**Problema proposto 1**
Indique se cada afirmação a seguir está de acordo com o trecho selecionado. Responda sim ou não e cite literalmente as palavras decisivas do trecho: (a) No mundo do filme, as pessoas pagam o aluguel com horas de vida. (b) No filme, a maioria das pessoas vive centenas de anos. (c) O trecho apresenta o filme como uma crítica ao capitalismo.

**Trecho selecionado**
Nesse mundo fictício, a moeda universal é o tempo de vida de cada
um. Sendo assim, as pessoas trabalham para ganhar horas de vida, compram comida
e bebidas pagando horas de vida, usam as horas de vida para pagar o aluguel, a
passagem de ônibus, o pedágio, etc... Ruim? Fica pior, mas não por algo
fictício. Assim como na nossa sociedade, uma pequena elite tem mais do que a
massa mais pobre. Isso quer dizer que, no filme, poucas pessoas vivem centenas
ou milhares de anos de vida enquanto a maioria chega a viver menos de 50 anos,
contando os 25 anos nos quais o relógio biônico fica zerado. Esse é o contexto
e realidade do filme, ele intensifica e explicita o nosso sistema capitalista,
a única mudança é que a “moeda” é o tempo de vida. O filme é uma crítica clara,
séria e pesada ao sistema desigual, desumano e classicista, que chamamos de
capitalismo.

**Problema proposto 2**
Nos registros, comece pela linha que contém "Where in this screenshot would I find the tiny" e pare depois da linha que contém "[0,1,1437,481]". Reproduza apenas essas linhas, na íntegra, aumentando em 15 cada número das coordenadas das respostas e deixando as imagens de fora.

**Registros fornecidos**
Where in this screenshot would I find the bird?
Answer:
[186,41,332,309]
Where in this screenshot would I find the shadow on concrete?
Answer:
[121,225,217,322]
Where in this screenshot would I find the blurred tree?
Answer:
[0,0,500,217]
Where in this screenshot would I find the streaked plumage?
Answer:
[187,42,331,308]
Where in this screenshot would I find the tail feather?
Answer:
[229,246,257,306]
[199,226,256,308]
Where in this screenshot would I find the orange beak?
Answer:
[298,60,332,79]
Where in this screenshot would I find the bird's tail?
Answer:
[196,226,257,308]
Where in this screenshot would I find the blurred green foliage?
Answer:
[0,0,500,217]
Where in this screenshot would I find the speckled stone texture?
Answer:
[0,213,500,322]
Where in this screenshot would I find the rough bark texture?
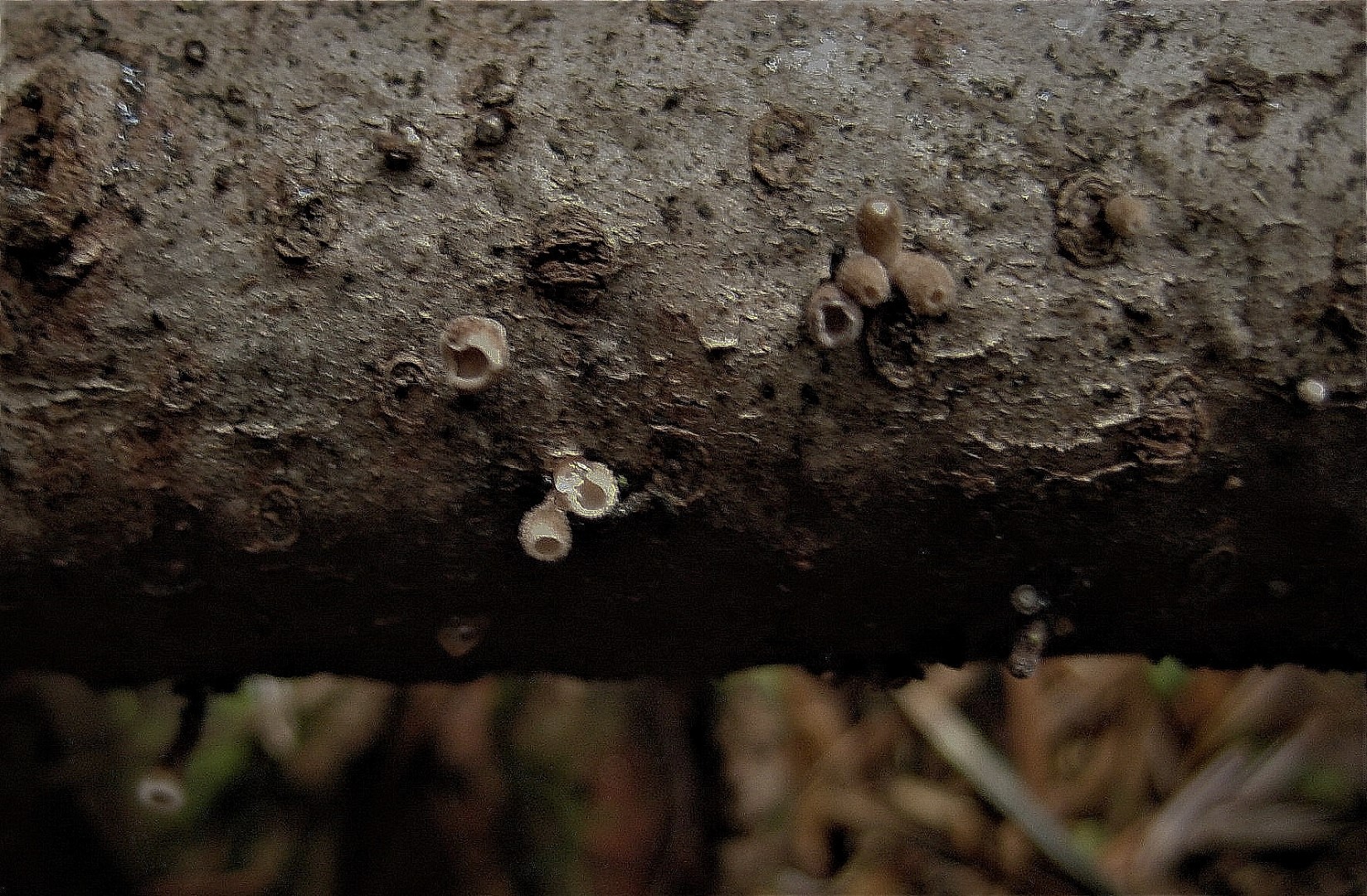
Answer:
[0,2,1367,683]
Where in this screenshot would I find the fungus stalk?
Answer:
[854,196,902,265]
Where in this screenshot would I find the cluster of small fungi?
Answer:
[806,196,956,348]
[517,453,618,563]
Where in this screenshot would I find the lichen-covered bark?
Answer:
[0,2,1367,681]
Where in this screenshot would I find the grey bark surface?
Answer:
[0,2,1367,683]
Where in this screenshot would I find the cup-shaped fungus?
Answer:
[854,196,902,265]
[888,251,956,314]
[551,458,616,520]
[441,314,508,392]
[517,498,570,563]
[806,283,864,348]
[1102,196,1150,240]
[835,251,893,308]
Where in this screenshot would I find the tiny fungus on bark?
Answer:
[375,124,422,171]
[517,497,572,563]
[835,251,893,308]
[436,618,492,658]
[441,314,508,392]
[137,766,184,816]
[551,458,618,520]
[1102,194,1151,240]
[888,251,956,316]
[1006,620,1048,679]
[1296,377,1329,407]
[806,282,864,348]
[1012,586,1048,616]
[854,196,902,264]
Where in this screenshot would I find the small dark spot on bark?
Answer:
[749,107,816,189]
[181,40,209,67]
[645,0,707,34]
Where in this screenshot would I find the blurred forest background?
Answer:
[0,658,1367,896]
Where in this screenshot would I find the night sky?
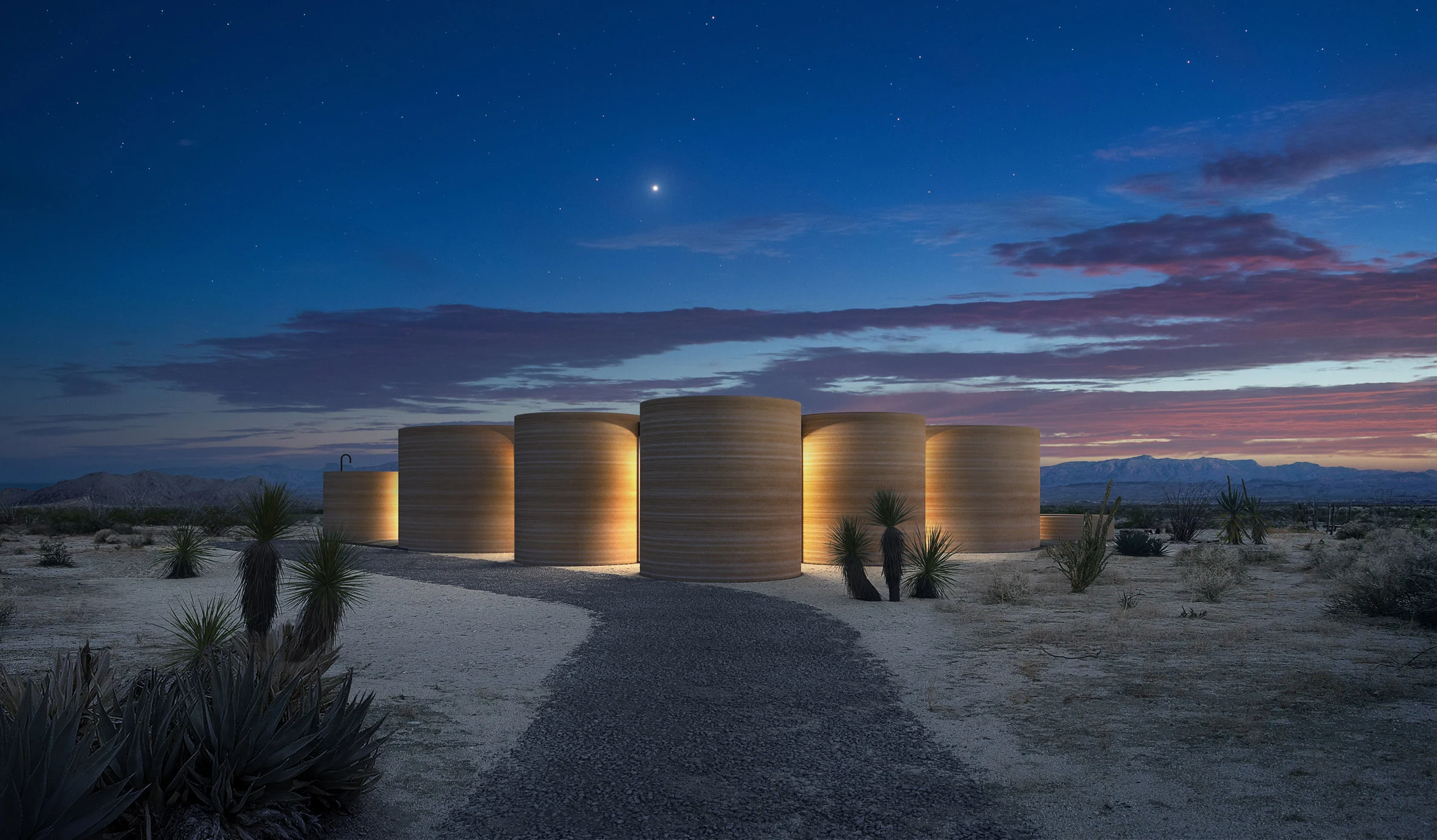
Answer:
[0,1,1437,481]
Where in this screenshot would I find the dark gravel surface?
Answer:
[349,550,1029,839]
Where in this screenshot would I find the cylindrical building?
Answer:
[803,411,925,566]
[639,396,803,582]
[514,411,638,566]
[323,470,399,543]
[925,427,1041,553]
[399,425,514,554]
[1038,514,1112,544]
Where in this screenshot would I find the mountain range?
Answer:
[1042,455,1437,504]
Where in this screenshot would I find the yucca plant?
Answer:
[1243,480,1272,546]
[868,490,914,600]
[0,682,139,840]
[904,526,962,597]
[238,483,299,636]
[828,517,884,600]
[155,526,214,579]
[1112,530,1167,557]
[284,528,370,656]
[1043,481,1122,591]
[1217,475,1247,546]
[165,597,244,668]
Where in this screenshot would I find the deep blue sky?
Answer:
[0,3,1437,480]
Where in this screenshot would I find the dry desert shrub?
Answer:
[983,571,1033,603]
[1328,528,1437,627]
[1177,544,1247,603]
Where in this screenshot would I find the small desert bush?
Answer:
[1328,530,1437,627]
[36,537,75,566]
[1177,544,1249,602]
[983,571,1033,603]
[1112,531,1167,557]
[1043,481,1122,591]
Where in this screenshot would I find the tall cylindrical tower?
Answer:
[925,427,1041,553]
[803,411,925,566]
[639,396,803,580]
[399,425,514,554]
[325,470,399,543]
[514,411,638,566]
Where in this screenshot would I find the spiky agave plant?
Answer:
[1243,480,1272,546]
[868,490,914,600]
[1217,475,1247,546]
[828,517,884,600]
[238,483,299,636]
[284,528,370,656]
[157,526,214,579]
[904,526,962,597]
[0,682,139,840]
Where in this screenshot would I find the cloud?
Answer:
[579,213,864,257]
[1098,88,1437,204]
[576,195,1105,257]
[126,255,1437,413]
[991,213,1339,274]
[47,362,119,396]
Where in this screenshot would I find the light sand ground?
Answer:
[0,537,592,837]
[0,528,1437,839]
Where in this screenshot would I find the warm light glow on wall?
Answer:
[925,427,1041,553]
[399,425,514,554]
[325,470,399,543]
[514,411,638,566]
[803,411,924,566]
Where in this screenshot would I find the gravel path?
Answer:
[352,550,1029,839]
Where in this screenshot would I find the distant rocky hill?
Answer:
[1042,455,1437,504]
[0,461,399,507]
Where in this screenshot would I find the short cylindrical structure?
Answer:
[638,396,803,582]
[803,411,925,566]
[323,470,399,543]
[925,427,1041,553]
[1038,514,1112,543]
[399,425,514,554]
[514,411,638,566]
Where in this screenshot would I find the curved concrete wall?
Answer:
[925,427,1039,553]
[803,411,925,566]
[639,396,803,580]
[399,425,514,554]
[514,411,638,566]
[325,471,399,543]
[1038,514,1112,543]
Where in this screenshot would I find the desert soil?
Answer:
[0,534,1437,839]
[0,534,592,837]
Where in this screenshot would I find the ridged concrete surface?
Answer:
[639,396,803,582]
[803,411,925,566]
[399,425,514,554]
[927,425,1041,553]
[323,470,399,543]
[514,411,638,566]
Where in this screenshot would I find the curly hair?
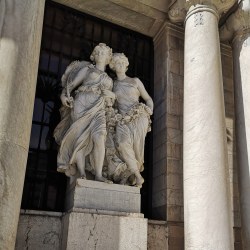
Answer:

**Resultado da tarefa 1**
(a) Sim: "usam as horas de vida para pagar o aluguel".
(b) Não: "poucas pessoas vivem centenas ou milhares de anos de vida enquanto a maioria chega a viver menos de 50 anos".
(c) Sim: "O filme é uma crítica clara, séria e pesada ao sistema desigual, desumano e classicista, que chamamos de capitalismo."

**Resultado da tarefa 2**
Where in this screenshot would I find the tiny fungus on bark?
Answer:
[390,139,437,186]
[532,512,587,578]
[850,266,908,323]
[451,633,507,673]
[456,329,523,407]
[152,781,199,831]
[566,473,633,535]
[1117,209,1166,255]
[903,266,971,331]
[1021,635,1063,694]
[1311,392,1344,422]
[821,297,879,363]
[1027,601,1063,631]
[869,211,917,279]
Where in this screenshot would I find the small dark spot on bark?
Answer:
[764,122,831,204]
[196,55,224,82]
[660,15,722,49]
Where in this screenshot would I find the blurred forest background?
Answer:
[15,673,1382,911]
Where in this screenshot would I find the night sky?
Answer:
[15,16,1452,496]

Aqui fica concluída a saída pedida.